• **Extrait**:
++++++++++++++++++++

Un avocat face au non ‐ accès et au non ‐ recours aux droits

Documents du Colloque sur le site du
Service de Lutte contre la pauvreté

Colloque Pauvreté et ineffectivité des droits – non-accès et non-recours aux droits du 16 décembre 2014
Organisé par le Service de lutte contre la pauvreté, la précarité et l’exclusion sociale
Intervention de Damien DUPUIS avec l’appui du Comité juridique national d’ATD – Quart-Monde (Liola de Furstenberg, jean-Pierre PINET, Jean-Marie VISE et Georges de KERCHOVE)

  1. Pourquoi les personnes pauvres réagissent-elles plus (ou trop) lentement face à une difficulté ? Consultent-elles plus rarement, plus tardivement les avocats, les services juridiques…?

  1. La conception du temps chez les personnes vivant la grande pauvreté est certainement différente. Les urgences sont perçues différemment. Ainsi, les intervenants relèvent régulièrement les problèmes liés aux rendez-vous (absence au rendez-vous fixés, retards au rendez-vous…) Ces difficultés s’expliquent par d’autres priorités, d’autres urgences plus importantes rencontrées par les personnes pauvres (craintes d’expulsion du logement, coupures de gaz et d’électricité, risque de renvoi des enfants à l’école…)

++++++++++++++++++++

• **Consignes écrites**:
A. Recopiez le passage de l'extrait commençant par « Colloque Pauvreté et » et se terminant par « les services juridiques…? », en renommant « avocats » en « notaires ».
B. Énumérez les urgences plus importantes que l'extrait donne en exemple comme rencontrées par les personnes pauvres.

[Lignes d'un jeu de données]
++++++++++++++++++++

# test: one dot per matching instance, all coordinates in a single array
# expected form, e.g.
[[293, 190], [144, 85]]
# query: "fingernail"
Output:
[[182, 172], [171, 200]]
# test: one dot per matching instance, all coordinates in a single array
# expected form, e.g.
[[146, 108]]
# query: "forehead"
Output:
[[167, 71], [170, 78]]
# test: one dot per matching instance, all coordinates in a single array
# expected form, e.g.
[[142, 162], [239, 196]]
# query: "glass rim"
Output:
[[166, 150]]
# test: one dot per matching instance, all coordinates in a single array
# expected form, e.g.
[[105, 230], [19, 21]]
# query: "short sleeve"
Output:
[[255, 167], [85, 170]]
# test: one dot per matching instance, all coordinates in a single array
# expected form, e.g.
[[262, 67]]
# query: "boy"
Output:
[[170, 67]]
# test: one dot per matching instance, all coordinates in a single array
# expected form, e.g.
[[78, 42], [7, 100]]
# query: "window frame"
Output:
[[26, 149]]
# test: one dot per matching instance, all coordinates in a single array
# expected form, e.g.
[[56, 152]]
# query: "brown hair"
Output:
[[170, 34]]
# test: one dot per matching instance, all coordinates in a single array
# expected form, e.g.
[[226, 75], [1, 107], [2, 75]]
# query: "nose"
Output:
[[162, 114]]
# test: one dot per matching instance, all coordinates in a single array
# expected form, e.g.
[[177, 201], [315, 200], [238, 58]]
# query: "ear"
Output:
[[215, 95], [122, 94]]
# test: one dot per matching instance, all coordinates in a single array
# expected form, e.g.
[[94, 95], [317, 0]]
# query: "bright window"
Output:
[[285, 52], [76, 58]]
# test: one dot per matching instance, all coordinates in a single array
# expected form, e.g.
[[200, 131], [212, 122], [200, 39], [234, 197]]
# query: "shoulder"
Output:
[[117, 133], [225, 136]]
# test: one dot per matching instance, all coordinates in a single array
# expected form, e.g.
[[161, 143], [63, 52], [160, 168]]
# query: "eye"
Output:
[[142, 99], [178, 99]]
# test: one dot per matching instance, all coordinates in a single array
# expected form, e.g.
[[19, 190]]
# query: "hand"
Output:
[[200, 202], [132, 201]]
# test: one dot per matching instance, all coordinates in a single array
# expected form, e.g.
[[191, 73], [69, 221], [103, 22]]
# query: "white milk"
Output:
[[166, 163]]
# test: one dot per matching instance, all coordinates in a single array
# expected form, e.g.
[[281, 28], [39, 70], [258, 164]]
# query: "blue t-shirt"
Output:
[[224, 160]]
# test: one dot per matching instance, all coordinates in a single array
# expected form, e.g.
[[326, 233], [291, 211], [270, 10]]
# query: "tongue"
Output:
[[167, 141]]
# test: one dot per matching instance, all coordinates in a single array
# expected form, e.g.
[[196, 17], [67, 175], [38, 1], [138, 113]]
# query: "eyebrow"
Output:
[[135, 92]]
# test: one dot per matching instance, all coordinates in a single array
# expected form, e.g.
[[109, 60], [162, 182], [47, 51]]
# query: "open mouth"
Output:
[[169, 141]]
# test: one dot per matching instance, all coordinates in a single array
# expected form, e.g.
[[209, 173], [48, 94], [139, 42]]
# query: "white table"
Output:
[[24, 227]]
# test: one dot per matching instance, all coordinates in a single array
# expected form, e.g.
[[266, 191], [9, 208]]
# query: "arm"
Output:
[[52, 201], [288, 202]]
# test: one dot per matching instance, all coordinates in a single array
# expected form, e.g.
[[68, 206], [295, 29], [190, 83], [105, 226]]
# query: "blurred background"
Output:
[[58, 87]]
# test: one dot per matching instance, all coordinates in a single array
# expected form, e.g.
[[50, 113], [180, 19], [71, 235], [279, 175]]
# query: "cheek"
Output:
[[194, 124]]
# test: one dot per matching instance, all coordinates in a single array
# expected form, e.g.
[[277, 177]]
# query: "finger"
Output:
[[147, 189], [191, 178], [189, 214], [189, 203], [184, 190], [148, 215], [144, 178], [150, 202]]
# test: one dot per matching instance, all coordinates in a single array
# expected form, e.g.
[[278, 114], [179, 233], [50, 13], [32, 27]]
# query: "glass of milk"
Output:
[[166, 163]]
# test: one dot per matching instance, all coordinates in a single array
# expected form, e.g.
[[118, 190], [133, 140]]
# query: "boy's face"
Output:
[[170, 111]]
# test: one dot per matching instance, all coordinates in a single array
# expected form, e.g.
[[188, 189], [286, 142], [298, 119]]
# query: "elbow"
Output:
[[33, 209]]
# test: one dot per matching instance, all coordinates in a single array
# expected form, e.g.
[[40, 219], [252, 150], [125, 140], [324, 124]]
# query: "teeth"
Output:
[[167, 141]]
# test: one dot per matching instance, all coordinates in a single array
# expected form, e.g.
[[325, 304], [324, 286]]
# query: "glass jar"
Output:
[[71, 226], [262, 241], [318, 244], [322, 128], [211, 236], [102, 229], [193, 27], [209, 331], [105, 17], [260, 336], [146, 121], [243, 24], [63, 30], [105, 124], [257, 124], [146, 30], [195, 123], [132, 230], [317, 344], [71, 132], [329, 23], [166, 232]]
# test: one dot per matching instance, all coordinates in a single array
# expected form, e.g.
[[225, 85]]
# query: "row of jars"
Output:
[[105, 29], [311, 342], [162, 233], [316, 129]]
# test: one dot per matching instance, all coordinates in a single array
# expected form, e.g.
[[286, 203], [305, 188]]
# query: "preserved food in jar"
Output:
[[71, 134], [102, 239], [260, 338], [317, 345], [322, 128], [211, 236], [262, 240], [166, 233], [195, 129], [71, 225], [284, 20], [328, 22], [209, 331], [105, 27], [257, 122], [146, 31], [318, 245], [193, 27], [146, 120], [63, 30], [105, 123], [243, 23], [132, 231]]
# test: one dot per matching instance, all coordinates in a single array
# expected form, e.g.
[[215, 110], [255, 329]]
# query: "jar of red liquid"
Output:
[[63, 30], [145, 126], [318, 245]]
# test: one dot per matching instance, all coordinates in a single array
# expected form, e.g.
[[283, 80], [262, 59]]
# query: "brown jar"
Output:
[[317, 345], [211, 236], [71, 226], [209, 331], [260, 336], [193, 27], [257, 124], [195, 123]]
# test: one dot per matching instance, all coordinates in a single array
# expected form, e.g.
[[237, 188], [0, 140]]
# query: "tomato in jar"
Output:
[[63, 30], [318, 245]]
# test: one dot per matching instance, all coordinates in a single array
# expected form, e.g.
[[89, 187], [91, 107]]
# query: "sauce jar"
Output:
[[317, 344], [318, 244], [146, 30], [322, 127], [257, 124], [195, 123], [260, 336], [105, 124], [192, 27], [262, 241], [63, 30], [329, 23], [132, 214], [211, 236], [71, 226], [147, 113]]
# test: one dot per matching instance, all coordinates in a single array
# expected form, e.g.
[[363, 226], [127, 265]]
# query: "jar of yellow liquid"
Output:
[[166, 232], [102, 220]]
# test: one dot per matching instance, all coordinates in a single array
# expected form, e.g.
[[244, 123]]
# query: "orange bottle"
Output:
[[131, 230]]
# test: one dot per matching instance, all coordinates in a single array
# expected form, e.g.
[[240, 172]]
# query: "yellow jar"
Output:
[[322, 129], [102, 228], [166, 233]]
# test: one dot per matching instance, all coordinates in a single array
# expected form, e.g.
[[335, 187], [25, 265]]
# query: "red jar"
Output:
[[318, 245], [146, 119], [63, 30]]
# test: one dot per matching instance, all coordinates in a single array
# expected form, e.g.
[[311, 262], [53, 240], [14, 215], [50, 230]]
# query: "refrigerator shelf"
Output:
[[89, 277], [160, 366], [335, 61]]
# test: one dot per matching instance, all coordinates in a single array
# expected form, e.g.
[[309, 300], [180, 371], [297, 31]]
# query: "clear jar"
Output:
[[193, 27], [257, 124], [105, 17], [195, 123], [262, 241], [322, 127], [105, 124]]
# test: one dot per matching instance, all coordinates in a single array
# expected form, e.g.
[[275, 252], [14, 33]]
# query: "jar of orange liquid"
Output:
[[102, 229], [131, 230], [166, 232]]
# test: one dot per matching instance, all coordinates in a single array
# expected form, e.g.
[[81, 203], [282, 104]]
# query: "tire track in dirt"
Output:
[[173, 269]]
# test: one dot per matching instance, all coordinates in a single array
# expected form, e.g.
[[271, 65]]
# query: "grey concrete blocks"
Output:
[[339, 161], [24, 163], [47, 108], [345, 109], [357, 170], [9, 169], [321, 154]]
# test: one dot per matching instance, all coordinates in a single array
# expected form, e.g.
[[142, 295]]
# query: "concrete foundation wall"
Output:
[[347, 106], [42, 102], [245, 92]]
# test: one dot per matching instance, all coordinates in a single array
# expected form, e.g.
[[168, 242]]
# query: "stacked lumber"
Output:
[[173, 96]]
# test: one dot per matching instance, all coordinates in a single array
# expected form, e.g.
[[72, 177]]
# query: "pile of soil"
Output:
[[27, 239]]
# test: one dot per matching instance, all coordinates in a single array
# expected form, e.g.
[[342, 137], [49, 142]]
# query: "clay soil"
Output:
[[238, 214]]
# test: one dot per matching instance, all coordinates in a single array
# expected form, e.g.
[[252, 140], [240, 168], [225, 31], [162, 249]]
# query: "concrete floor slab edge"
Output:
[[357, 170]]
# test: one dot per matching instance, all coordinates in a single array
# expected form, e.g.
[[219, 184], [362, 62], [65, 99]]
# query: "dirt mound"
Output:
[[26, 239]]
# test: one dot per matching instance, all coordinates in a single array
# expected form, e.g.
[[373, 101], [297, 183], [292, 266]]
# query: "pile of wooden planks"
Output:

++++++++++++++++++++

• **Réponses aux consignes**:
A.
Colloque Pauvreté et ineffectivité des droits – non-accès et non-recours aux droits du 16 décembre 2014
Organisé par le Service de lutte contre la pauvreté, la précarité et l’exclusion sociale
Intervention de Damien DUPUIS avec l’appui du Comité juridique national d’ATD – Quart-Monde (Liola de Furstenberg, jean-Pierre PINET, Jean-Marie VISE et Georges de KERCHOVE)

  1. Pourquoi les personnes pauvres réagissent-elles plus (ou trop) lentement face à une difficulté ? Consultent-elles plus rarement, plus tardivement les notaires, les services juridiques…?

B.
- craintes d'expulsion du logement
- coupures de gaz et d'électricité
- risque de renvoi des enfants à l'école